Exercise input:
-.-.-

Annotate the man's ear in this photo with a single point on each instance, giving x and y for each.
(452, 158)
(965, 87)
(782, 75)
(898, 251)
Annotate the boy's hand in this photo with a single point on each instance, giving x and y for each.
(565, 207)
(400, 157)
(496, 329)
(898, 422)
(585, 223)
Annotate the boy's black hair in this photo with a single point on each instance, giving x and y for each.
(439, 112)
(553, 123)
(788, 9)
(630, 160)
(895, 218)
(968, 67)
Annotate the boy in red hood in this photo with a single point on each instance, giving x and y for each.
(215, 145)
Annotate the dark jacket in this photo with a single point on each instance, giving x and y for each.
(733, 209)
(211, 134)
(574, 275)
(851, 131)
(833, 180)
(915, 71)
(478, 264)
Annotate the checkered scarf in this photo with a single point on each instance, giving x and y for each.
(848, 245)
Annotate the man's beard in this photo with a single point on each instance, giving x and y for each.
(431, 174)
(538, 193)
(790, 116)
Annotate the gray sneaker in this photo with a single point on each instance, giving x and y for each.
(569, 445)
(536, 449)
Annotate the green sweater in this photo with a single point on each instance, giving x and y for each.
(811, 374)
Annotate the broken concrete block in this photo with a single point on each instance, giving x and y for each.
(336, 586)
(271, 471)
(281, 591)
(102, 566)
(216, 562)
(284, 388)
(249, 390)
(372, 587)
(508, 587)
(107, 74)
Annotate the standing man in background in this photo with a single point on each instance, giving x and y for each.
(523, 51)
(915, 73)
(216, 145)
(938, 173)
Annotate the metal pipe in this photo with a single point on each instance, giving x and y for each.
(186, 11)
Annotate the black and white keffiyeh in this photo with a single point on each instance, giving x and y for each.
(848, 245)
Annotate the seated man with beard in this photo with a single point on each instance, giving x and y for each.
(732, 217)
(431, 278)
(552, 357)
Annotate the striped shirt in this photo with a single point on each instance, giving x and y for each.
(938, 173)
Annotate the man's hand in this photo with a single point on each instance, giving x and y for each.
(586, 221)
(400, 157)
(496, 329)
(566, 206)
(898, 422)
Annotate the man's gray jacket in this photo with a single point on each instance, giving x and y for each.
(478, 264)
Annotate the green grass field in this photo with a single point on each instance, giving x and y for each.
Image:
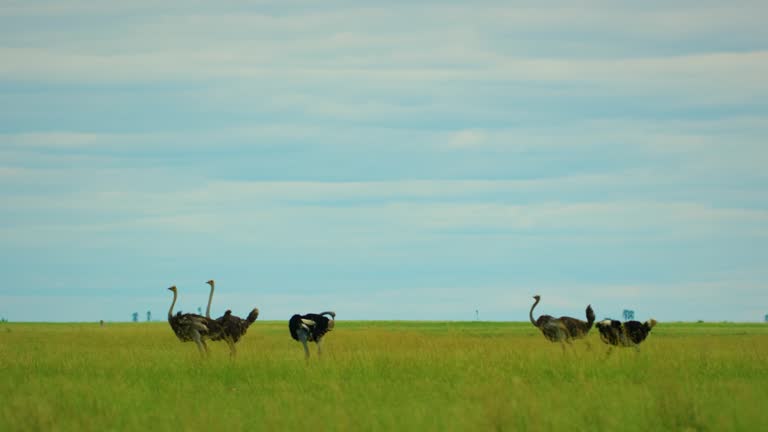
(382, 376)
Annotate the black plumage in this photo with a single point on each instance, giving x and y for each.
(626, 334)
(311, 328)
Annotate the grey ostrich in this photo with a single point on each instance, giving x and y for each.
(562, 329)
(624, 334)
(311, 328)
(232, 327)
(191, 327)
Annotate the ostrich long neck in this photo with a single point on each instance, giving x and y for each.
(210, 299)
(170, 311)
(530, 314)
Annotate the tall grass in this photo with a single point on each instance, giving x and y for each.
(382, 376)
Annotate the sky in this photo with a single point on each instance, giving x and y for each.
(386, 160)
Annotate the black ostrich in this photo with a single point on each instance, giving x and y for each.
(626, 334)
(562, 329)
(192, 327)
(311, 328)
(231, 327)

-.-.-

Work to complete:
Please return, exactly as written, the line containing "Annotate the sky" and every line after it through the end of the records above, and nothing else.

Solution below:
Annotate the sky in this photo with a single point on each instance, giving x and y for each.
(386, 160)
Annotate the black ostrich in this photo with a single point on each instance, giving x and y for each.
(626, 334)
(562, 329)
(192, 327)
(311, 328)
(231, 327)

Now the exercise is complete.